■ Data
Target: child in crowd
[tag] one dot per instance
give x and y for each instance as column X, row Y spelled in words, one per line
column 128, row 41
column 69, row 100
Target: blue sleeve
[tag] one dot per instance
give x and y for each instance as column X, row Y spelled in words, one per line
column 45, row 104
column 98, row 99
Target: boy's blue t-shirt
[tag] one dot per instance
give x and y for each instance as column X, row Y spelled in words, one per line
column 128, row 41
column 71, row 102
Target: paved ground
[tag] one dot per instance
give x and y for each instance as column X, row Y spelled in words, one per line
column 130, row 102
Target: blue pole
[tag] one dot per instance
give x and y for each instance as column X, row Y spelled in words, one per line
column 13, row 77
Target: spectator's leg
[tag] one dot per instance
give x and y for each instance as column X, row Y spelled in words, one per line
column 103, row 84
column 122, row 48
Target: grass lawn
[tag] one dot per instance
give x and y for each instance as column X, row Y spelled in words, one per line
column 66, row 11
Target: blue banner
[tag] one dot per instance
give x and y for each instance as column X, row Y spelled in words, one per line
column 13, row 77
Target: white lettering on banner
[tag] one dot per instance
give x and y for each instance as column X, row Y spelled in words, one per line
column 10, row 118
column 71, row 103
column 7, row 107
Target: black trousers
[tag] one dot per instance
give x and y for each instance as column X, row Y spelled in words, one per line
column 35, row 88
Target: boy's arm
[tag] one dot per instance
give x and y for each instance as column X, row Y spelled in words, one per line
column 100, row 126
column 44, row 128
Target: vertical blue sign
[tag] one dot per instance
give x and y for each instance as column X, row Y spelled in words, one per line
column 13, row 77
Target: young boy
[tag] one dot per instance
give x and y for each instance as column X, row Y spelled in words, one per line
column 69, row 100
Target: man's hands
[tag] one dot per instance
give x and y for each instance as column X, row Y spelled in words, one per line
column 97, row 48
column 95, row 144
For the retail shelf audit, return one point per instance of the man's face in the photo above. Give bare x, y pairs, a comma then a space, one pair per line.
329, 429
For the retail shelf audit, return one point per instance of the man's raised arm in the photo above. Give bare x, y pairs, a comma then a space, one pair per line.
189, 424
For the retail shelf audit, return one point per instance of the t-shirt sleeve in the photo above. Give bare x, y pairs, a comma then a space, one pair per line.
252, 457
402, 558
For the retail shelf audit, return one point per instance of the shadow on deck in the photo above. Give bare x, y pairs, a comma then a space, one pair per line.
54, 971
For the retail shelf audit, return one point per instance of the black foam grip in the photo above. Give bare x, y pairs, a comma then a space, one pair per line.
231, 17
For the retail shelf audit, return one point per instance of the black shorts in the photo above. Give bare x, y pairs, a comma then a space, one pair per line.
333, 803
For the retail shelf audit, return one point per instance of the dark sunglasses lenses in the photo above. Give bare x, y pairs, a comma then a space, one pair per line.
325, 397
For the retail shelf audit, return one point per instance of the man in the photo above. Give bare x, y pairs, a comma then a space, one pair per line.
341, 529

■ Problem statement
Match on "banner" and copy out every line of the entries that contains it.

■ Task output
Target: blue banner
Target: white lettering on banner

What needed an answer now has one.